# Material supplied:

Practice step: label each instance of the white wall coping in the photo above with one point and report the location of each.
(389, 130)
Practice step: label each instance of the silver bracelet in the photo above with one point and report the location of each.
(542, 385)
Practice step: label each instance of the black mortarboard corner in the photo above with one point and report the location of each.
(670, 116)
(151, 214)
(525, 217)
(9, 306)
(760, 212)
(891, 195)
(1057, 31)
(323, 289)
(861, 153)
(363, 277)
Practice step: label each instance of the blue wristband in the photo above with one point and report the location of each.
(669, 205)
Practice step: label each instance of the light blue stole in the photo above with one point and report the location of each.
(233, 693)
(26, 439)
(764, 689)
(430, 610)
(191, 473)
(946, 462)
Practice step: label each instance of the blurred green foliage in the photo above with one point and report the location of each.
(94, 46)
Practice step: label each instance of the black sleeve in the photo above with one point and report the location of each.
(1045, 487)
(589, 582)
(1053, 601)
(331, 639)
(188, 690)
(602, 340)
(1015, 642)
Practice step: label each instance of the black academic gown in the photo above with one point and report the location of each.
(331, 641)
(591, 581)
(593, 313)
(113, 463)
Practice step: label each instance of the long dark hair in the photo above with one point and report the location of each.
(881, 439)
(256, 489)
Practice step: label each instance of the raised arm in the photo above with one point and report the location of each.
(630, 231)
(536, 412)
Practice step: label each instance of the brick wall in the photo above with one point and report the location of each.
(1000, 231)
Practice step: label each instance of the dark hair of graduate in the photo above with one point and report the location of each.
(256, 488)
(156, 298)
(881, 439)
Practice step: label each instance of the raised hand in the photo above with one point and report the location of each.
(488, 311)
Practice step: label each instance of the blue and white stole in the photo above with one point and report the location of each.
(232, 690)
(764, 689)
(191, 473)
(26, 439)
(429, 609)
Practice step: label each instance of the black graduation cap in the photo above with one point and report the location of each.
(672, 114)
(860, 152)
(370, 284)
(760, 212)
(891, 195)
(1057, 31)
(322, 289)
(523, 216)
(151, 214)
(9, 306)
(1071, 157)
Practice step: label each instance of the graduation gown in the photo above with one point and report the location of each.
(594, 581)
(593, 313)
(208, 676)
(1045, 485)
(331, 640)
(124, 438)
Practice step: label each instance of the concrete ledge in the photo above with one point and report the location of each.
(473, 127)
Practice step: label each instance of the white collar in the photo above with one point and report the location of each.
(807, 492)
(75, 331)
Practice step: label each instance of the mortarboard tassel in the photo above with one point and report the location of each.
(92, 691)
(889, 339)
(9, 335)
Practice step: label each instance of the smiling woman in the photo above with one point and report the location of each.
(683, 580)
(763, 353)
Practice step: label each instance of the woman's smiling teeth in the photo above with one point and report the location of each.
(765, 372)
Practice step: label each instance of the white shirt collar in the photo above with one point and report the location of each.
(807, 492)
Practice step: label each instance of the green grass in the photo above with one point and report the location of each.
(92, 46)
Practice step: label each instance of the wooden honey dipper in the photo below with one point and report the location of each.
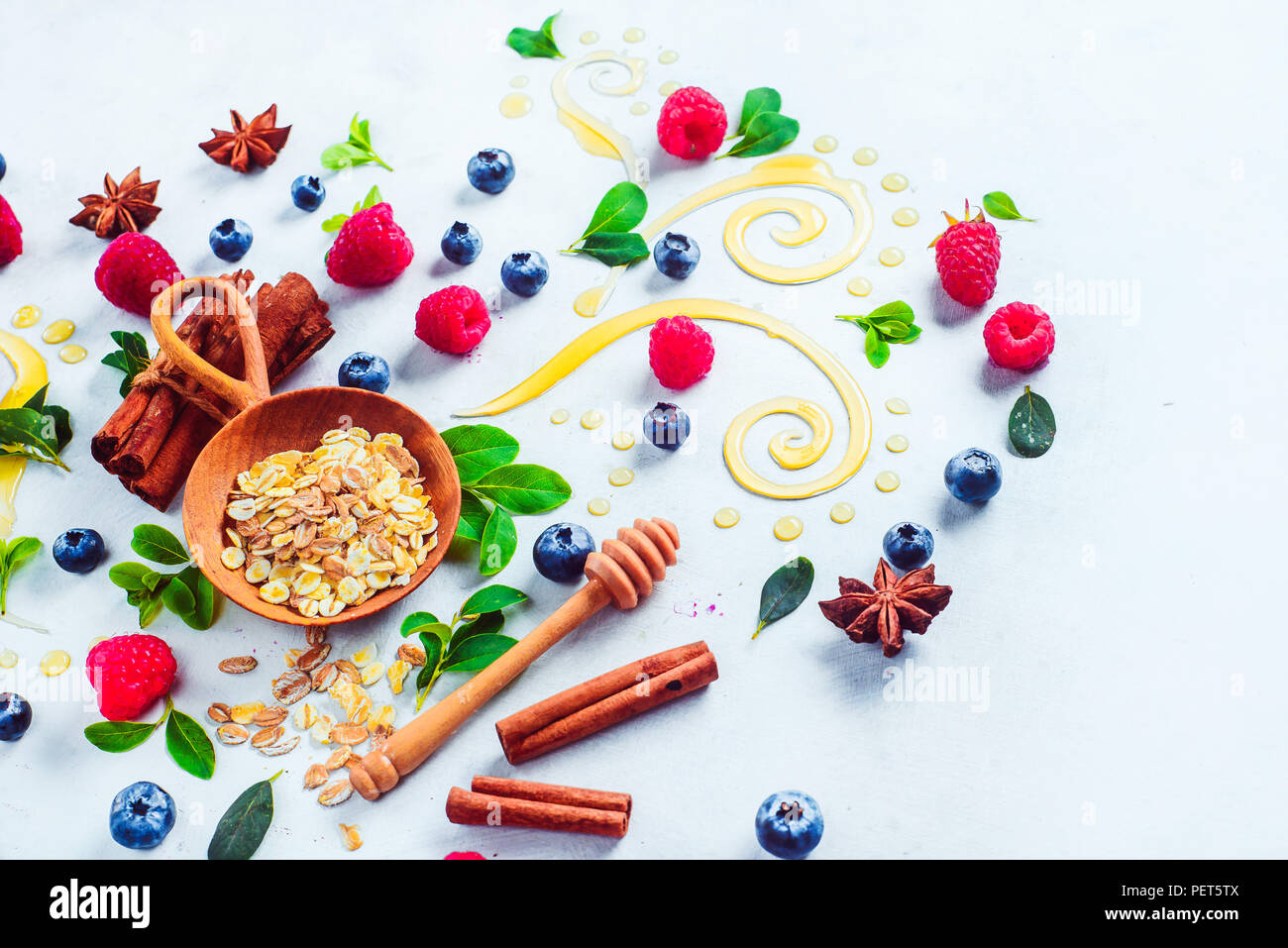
(621, 574)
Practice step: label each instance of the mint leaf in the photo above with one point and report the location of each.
(535, 43)
(756, 102)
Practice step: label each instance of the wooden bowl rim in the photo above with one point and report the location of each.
(228, 579)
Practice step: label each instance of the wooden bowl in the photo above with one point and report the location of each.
(267, 424)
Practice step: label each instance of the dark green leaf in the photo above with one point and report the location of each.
(1000, 205)
(619, 210)
(756, 102)
(159, 545)
(614, 249)
(492, 599)
(244, 826)
(785, 590)
(535, 43)
(477, 652)
(1031, 425)
(188, 742)
(478, 450)
(500, 541)
(765, 134)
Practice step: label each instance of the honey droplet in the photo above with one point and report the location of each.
(515, 104)
(726, 518)
(789, 528)
(859, 286)
(58, 331)
(894, 181)
(55, 662)
(26, 316)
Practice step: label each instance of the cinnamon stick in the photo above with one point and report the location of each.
(604, 700)
(500, 801)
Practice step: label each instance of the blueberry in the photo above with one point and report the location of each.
(561, 552)
(973, 475)
(909, 545)
(78, 550)
(231, 240)
(14, 715)
(365, 371)
(666, 425)
(490, 170)
(524, 273)
(308, 192)
(790, 824)
(142, 815)
(677, 256)
(462, 244)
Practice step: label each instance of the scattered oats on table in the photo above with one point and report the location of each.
(330, 528)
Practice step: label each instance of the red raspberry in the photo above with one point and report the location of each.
(370, 249)
(129, 673)
(133, 269)
(967, 256)
(11, 233)
(679, 352)
(1019, 337)
(692, 124)
(452, 320)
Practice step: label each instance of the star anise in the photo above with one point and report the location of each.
(249, 143)
(125, 206)
(892, 608)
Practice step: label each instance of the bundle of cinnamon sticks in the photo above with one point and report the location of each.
(154, 438)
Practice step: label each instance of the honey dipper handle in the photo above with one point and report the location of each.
(412, 743)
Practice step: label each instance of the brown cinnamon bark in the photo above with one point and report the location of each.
(605, 700)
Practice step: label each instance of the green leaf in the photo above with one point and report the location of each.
(876, 348)
(614, 249)
(475, 514)
(500, 540)
(1000, 205)
(159, 545)
(244, 824)
(765, 134)
(478, 450)
(188, 742)
(535, 43)
(477, 652)
(756, 102)
(785, 590)
(492, 599)
(416, 621)
(619, 210)
(1031, 425)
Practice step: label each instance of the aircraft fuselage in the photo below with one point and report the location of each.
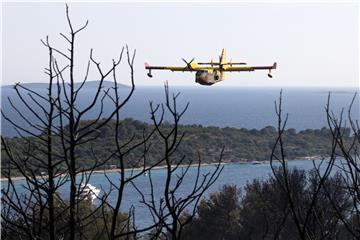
(205, 77)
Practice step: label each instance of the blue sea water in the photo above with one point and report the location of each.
(216, 106)
(232, 174)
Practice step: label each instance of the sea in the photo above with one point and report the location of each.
(240, 107)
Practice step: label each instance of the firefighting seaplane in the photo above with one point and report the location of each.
(208, 73)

# Exercise aim:
Copy every line above word for word and exclude the pictures.

# The answer:
Practice step: label each instance of the white wall coping in the photo above with one point and report the location of each.
(389, 130)
Practice step: label each instance of the silver bracelet in the photo above with one point and report the location of each.
(542, 385)
Practice step: label each instance of the black mortarboard corner in the photo above with one point and report the location of each.
(670, 116)
(151, 214)
(525, 217)
(9, 306)
(760, 212)
(891, 195)
(1057, 31)
(323, 289)
(861, 153)
(363, 277)
Practice step: label each instance of the blue wristband in the photo above with one point and report the location of each.
(669, 205)
Practice step: label each instance of the light blue stole in the photo above with one point and report the location of each.
(233, 693)
(26, 439)
(764, 689)
(430, 610)
(191, 473)
(946, 462)
Practice step: label each instance of the blurred green foliage in the photo above with one point and report the location of each.
(94, 46)
Practice step: label each instance of the black sleeve in the photo above with one point and report the location of each.
(1045, 487)
(589, 582)
(1053, 601)
(331, 639)
(188, 690)
(602, 340)
(1015, 642)
Practice step: label each instance of the black academic gown in the photo above with one point and report the location of each.
(331, 641)
(591, 581)
(593, 313)
(113, 463)
Practice step: label each instance of the long dark hair in the photo above with one point and report the location of each.
(881, 439)
(256, 489)
Practice step: label each instance of the raised arm in the photo above with one point and report the location of each.
(630, 231)
(536, 412)
Practice step: label each instance of the brick wall in the photo above with one point and report the location of each.
(1000, 231)
Practice step: label each instance of the dark hair of graduate in the photo above with one point and report the location of each.
(256, 488)
(156, 298)
(881, 439)
Practice step: label each instance of the raised hand in the photo above with one point and report the location of each.
(488, 311)
Practice step: label each instance of the blue and white stole in the photo above with one point and report the location of each.
(232, 690)
(764, 689)
(191, 473)
(26, 439)
(429, 609)
Practice step: label each instance of the black graduation cap in the photo above with one point and report the location of each.
(672, 114)
(860, 152)
(370, 284)
(760, 212)
(891, 195)
(1057, 31)
(322, 289)
(523, 216)
(151, 214)
(9, 306)
(1071, 157)
Practice step: label each instance of the graduation gown in the photo above with one point and report the location of each.
(594, 581)
(593, 313)
(208, 676)
(1045, 485)
(331, 640)
(124, 438)
Practice step: label each instance of the concrete ledge in the photo above with one point and report the location of each.
(473, 127)
Practice step: label each instance of the white collar in the photo above with one point and report the location of each.
(807, 492)
(75, 331)
Practice step: label each instance of the mortarboard tassel in the photo above with one point and report the location of each.
(92, 691)
(889, 339)
(9, 335)
Practice step: label each instance of the smiling woman in the photo above with one point and report the location of each.
(683, 580)
(763, 353)
Practice step: label each instance of the woman's smiling teeth in the photo above with one point and report the location of each.
(765, 372)
Practice step: label each instance of the white shirt collar in the photo above with one point and report the location of each.
(807, 492)
Practice step: label each instance of the green grass in the photo above with one point and report the location of each.
(92, 46)
Practice step: label each instance of the wooden honey dipper in the photo below with one point and report the location of each.
(621, 574)
Practice step: label each instance of the mint leaf in the photo above with one point and report the location of each.
(535, 43)
(756, 102)
Practice step: label each instance of the wooden bowl rim in the photo above with one point and report the location of each.
(228, 579)
Practice step: label each instance of the wooden bowl in the photo above with one point and report the location of each.
(267, 424)
Practice step: label each instance of the dark green leaf in the photo above with one point and report the location of each.
(1000, 205)
(619, 210)
(756, 102)
(159, 545)
(614, 249)
(492, 599)
(244, 826)
(785, 590)
(535, 43)
(477, 652)
(1031, 425)
(188, 742)
(478, 450)
(500, 541)
(765, 134)
Practice step: label each instance of the honey droplet in the photo above with one point and report the location of each.
(515, 104)
(726, 518)
(789, 528)
(859, 286)
(58, 331)
(894, 181)
(55, 662)
(26, 316)
Practice step: label each instance of the cinnamon stick in the photo above with one point and report the location of each.
(604, 700)
(500, 801)
Practice step: label each instance of the blueberry in the photo above with one point and report the location of each.
(561, 552)
(973, 475)
(909, 545)
(78, 550)
(231, 240)
(14, 715)
(365, 371)
(666, 425)
(490, 170)
(524, 273)
(308, 192)
(790, 824)
(142, 815)
(677, 256)
(462, 244)
Practice step: label each instance of the scattered oats on table in the photo above with one point and report the location of each.
(330, 528)
Practice step: label each instance of the red raspberry in the photo above with one point and report the location of each.
(370, 249)
(129, 673)
(133, 269)
(967, 256)
(11, 233)
(679, 352)
(1019, 337)
(692, 124)
(452, 320)
Practice step: label each instance of the star anise in the photo above with one point and report the location of each.
(249, 143)
(125, 206)
(892, 608)
Practice step: label each instance of the bundle of cinnamon sticks in the photo above with one point and report the location of each.
(154, 438)
Practice step: label each instance of the honey dipper handle in the photo above with one point and report the location of each.
(412, 743)
Practice step: label each instance of the brown cinnamon bark in the photo above with one point and report the location of each.
(605, 700)
Practice step: label each instance of the green leaf in the photo above with one point and report the location of each.
(876, 348)
(614, 249)
(475, 514)
(500, 540)
(1000, 205)
(159, 545)
(244, 824)
(765, 134)
(478, 450)
(188, 742)
(535, 43)
(477, 652)
(756, 102)
(785, 590)
(492, 599)
(416, 621)
(619, 210)
(1031, 425)
Practice step: label each instance of the aircraft fuselage in the photo below with one point and report the location of each.
(205, 77)
Practice step: label each instance of the blue sea water in the photo above with one point and report the location of each.
(216, 106)
(232, 174)
Practice step: label each instance of the sea in the photo above with one point and report the location of each.
(240, 107)
Practice step: label each instance of the firefighting seaplane in the photo above with one point and report the location of each.
(208, 73)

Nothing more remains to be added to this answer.